Give the listing again character for character, but drop the images.

>> Begin MATERIALS PROVIDED

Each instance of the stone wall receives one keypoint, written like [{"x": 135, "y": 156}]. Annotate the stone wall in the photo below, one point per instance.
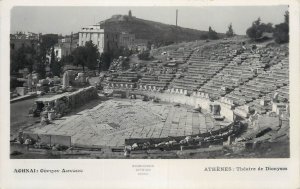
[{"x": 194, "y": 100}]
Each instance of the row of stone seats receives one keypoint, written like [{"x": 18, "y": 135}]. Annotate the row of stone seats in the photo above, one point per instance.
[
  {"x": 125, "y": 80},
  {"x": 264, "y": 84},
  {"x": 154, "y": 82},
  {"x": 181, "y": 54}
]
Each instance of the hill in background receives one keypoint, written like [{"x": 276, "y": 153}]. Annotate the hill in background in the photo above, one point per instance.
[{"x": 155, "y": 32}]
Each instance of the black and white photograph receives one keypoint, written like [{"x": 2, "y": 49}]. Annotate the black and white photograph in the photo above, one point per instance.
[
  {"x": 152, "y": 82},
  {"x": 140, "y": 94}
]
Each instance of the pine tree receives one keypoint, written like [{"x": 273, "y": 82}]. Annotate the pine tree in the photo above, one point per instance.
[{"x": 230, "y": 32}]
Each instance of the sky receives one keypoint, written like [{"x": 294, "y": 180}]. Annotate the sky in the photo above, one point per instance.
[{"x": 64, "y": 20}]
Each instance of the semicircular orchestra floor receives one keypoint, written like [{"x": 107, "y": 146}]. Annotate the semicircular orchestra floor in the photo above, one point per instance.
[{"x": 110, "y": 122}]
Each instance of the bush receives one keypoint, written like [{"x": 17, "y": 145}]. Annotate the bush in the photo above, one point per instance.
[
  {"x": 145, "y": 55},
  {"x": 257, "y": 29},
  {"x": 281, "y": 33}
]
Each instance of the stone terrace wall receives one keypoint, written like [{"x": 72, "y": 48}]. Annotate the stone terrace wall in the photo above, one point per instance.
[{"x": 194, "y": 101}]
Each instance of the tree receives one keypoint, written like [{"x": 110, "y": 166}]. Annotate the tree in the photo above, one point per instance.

>> End MATERIALS PROVIDED

| RIGHT ANSWER |
Each instance of the stone wall receives one keypoint, written like [{"x": 135, "y": 156}]. Annotate the stone wall in the photo below, one point per instance.
[{"x": 194, "y": 100}]
Each instance of the row of stone seats receives one keypoint, written like [{"x": 18, "y": 135}]. Annotate the row of stone seats in the photo above, one point per instance.
[
  {"x": 125, "y": 80},
  {"x": 264, "y": 84},
  {"x": 154, "y": 82},
  {"x": 181, "y": 54}
]
Each instance of the hill in background receives one keypoint, written like [{"x": 276, "y": 153}]. Annotate the hill in background in the photo above, one point per instance.
[{"x": 155, "y": 32}]
Each instance of the black and white photograph receives one keypoint, written like [{"x": 2, "y": 49}]. Annotate the black and white photograph in the photo above, one point per instance.
[
  {"x": 152, "y": 82},
  {"x": 140, "y": 94}
]
Each instance of the pine tree receives one keypoint, written like [{"x": 273, "y": 82}]. Annotate the pine tree in the photo above, one point per instance.
[{"x": 230, "y": 32}]
Each instance of the sky receives one keypoint, written like [{"x": 294, "y": 180}]. Annotate the sky in the photo above, one point per instance.
[{"x": 64, "y": 20}]
Each instance of the semicircular orchestra floor receives one keypoint, written like [{"x": 107, "y": 146}]. Annotate the semicircular orchestra floor in the photo above, one point per instance.
[{"x": 110, "y": 122}]
Each instance of the bush receives one keypoint, written like [{"x": 17, "y": 145}]. Annotate the bush in the photo above, one point per instance.
[
  {"x": 145, "y": 55},
  {"x": 257, "y": 29},
  {"x": 281, "y": 33}
]
Each instance of the stone terrace wall receives one keypoint, written like [{"x": 72, "y": 48}]. Annotate the stone terrace wall in the photo above, one point per instance.
[{"x": 194, "y": 101}]
Each instance of the tree receives one keypoint, written like [{"x": 110, "y": 166}]. Annotate the tree in the photo above, one point per instance.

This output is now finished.